Derin 'Ankara' kulisi
BAŞBAKAN ERDOĞAN'IN AB'YE SERT ÇIKIŞI İÇİN ERKEN SEÇİM SENARYOLARI ÇİZİLİYOR.

Murat Yetkin'in yazısı
Meclis, son yıllardaki en kritik tatillerinden birine başlamak üzere. Eğer bir erken seçim olmaz ise, tatil ardından yeniden toplanacak Meclis, Türkiye'nin 11'inci cumhurbaşkanını seçecek. Başbakan Erdoğan cumhurbaşkanlığı seçiminin gündemde olmadığını söylese de, konu aylardır gündemde. Ekonomideki ve AB ile ilişkilerdeki dalgalanma, cumhurbaşkanlığı tartışması ve AK Parti'nin tam Meclis kapanışı öncesinde Antalya'da yapacağı toplantısıyla birleşince derin Ankara kulisi yeniden dalgalanmaya başladı.
Derin Ankara kulisine son birkaç gündür düşen söylenti, böyle durumlarda hep ortaya çıkan erken seçim söylentisi oldu. Bu senaryoyu savunanlar, Meclis'in temmuz başında erken seçim kararı alması halinde ekimde seçime gidilebileceğine dikkat çekerek, bunun yıl sonuna dek durulmayacağı anlaşılan küresel ekonomik dalgalanma ve ekim-kasım aylarında AB ile, ağırlıkla da Kıbrıs nedeniyle çıkması muhtemel gerilimle bağlantısını kuruyorlar.
Duruma açıklık kazandırmak, belki bellibaşlı aktörlerin derin kulise yansıyan son tutumlarını tek tek incelemekle daha kolaylaşır.

■ Yapılacak iş: Ankara kulisini anlatan metne göre şu ifadeler doğru mu? (a) Erken seçim olmazsa, tatilden sonra toplanacak Meclis 11'inci cumhurbaşkanını seçecek. (b) AK Parti, Meclis kapanışından önceki toplantısını İstanbul'da yapacak. (c) Erken seçim senaryosunu savunanlara göre Meclis temmuz başında karar alırsa seçime ekimde gidilebilir. Her biri için evet ya da hayır deyin ve metinden belirleyici sözleri aynen aktarın.

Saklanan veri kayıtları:
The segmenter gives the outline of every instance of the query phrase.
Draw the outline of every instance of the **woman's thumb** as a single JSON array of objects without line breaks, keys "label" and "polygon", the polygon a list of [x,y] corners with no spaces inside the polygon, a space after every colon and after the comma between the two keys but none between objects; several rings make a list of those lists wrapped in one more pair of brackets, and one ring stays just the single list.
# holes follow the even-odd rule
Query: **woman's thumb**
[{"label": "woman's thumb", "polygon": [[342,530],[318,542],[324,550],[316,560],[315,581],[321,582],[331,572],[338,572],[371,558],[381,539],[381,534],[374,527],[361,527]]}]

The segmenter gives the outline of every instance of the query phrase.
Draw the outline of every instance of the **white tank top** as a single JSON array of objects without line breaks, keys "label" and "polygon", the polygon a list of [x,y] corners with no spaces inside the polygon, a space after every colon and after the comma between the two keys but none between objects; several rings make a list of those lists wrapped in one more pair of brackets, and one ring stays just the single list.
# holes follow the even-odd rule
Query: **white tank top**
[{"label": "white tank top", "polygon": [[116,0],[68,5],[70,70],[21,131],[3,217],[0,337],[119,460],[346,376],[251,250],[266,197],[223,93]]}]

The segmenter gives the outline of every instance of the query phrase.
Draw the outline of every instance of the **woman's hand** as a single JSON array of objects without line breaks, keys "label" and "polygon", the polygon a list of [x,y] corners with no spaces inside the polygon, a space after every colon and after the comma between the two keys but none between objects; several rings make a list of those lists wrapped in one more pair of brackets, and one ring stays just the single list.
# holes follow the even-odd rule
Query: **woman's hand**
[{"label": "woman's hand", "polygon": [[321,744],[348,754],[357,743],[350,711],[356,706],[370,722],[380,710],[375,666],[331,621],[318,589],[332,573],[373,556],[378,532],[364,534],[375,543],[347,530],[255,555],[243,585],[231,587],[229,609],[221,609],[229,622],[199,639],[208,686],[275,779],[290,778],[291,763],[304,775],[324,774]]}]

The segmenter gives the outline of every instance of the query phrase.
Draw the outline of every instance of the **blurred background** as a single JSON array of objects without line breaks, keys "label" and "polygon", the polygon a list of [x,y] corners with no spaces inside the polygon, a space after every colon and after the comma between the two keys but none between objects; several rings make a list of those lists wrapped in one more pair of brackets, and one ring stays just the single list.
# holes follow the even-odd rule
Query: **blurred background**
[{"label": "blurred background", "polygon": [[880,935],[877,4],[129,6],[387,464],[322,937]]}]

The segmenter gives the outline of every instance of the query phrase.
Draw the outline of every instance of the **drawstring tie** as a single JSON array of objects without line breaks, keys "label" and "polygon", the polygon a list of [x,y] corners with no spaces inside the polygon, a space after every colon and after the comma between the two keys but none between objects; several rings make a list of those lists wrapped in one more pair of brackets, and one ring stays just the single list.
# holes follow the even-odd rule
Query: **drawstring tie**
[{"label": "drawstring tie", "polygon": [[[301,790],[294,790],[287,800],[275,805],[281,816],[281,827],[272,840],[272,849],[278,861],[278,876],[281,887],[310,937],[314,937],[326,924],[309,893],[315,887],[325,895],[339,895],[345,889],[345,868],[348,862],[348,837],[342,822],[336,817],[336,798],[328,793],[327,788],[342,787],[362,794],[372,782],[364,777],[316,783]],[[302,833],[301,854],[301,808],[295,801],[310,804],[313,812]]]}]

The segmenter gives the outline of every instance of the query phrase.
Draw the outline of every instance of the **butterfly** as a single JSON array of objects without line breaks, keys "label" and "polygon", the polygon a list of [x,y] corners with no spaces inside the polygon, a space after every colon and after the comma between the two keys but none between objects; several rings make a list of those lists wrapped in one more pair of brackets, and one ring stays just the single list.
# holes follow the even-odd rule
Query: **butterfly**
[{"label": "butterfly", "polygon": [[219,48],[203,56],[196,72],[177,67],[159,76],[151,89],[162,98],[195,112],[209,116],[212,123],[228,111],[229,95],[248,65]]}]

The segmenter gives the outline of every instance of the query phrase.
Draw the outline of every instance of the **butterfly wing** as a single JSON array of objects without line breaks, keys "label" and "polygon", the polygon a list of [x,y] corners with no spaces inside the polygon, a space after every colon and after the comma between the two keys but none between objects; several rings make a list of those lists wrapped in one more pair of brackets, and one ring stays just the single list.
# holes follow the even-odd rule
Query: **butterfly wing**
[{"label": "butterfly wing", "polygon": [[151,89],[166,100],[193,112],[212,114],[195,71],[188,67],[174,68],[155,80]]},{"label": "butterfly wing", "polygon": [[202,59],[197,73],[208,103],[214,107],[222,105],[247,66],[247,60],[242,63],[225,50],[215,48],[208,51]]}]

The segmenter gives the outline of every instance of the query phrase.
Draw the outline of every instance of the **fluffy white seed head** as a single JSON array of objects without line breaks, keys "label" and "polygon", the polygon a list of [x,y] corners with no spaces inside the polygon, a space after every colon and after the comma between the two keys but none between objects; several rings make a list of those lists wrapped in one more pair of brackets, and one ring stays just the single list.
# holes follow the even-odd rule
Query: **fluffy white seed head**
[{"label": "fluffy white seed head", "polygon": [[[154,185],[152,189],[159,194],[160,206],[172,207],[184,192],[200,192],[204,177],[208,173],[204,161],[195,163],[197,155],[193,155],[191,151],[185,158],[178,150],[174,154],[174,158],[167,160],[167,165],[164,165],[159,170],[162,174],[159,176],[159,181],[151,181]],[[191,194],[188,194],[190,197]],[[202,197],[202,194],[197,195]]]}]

■ Yanıt:
(a) Evet: "Eğer bir erken seçim olmaz ise, tatil ardından yeniden toplanacak Meclis, Türkiye'nin 11'inci cumhurbaşkanını seçecek."
(b) Hayır: "AK Parti'nin tam Meclis kapanışı öncesinde Antalya'da yapacağı toplantısıyla"
(c) Evet: "Meclis'in temmuz başında erken seçim kararı alması halinde ekimde seçime gidilebileceğine"